◆ **READING PASSAGE**
/---
Monday, November 21, 2005

100 things about Haze..




1. i'm a coffee addict. i can't live without coffee
2. i can stay in my room the whole day just reading
3. i can finish a book in one sitting as long as the story's good
4. i tend to forget eating if i'm really engaged in the book that i'm reading
5. i'm a big crybaby
6. i'm a big daddy's girl
7. i love eating champorado with cheese!
8. i'm absolutely terrified of flying cockroaches. (mas madali silang patayin gamit ang slippers pag gumagapang lang sila)
9. i never rode a rollercoaster in my life.
10. because i'm terrified of riding one. but i plan to face my fear one of these days
11. i hate cleaning bathrooms
12. i love to learn to cook but the skill doesn't like me hehe
13. i am not skilled in domestic chores
14. i love eating potato chips and make that cheese and sour crream please!
15. i can be a couch potato if i want to
16. i am currently addicted in buying baby clothes and things for kyle
17. i can't watch tv sitting, i prefer watching lying down
18. i'm a frustrated writer
19. i have tons of notebooks lying around in my room which i used as my journals when i was younger
20. i'm planning to take up my mba next year. hopefully!!
\---
◆ **INPUT**
/---
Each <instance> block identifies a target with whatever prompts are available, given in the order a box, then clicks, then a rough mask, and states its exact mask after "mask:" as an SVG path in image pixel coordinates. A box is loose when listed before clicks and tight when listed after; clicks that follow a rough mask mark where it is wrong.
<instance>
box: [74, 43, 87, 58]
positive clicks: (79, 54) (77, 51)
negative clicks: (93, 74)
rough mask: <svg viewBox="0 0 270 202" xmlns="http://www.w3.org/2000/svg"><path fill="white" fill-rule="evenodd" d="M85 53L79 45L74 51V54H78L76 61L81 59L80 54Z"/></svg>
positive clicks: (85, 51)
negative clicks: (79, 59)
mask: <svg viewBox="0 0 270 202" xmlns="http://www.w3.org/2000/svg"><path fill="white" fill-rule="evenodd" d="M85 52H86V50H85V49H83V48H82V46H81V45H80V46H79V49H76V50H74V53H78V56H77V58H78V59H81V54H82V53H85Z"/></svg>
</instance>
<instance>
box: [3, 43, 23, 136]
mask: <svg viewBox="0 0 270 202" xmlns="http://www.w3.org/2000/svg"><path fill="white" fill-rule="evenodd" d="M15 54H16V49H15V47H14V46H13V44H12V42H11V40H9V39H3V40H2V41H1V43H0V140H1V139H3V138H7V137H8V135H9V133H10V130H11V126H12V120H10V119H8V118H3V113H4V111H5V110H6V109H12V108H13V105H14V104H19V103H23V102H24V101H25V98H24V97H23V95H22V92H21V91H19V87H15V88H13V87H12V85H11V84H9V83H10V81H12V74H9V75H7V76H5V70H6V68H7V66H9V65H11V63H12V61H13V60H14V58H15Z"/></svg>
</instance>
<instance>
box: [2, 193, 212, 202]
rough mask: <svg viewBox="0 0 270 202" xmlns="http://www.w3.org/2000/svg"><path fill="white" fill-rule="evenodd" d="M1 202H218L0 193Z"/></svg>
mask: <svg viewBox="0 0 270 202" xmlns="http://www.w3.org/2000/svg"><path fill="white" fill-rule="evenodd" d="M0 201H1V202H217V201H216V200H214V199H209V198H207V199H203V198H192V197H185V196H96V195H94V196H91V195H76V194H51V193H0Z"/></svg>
\---
◆ **PARTS OF THE EXERCISE**
- 1) Count the lines of the entries that contain the string "clicks", treating uppercase and lowercase as different. Give only the number.
- 2) Continue the list of 100 things about Haze, starting after its last item shown.

◆ **ANSWERS IN ORDER**
- 1) 5

- 2)
21. i'm a big scaredy cat
22. i get really pissed off when people cut in line
23. i have road rage... and i don't know how to drive yet..
24. i am obsessed with my KYLE and KEON
25. i can't sleep if aishi's not yet home
26. i am one big jealous wife
27. i was once mistaken as a tomboy freshman year in highschool.
28. i have more guy friends than girls
29. i am more comfortable being with guys than girls
30. i love the color purple and anything with purple
31. but i hate eating ube ice cream, ube macapuno to be exact
32. sometimes i love to procrastinate
33. i have prescription glasses but i don't wear them at all
34. when i was i kid, i loved having my picture taken, i have 4 albums to prove it
35. i can easily memorize songs. i just have to hear it 3-4 times
36. i can't poo without smoking
27. i really laugh out loud and non stop
38. it's so easy to make me laugh
39. i'm one bad manlalait na tao.
40. i had this tradition before that i grow my hair long just in time for graduation then chop if all off after.
41. i'm really scared of the dark
42. at 25 years old i still sleep with a night light on
43. i sleep with the blanket covering me from head to foot. (imagine a human lumpia! )
44. i have a secret hiding spot for the chips that i bring in my room which i don't share
45. i don't keep my shoes inside their respective boxes
46. i love mayonnaise on almost anything
47. i have low tolerance for beer
48. the record that i have for tequila shots is 7 and i'm just sober
49. i love writing with a fine tipped pen
50. aishi tells me that i'm pikon
51. i have this ability to save money (which right now is on hold due to increasing expenses and stagnant salary)
52. i have my OC tendencies and moments
53. i'm learning photoshop and flash in the hopes of getting a racket which would be a great source of income!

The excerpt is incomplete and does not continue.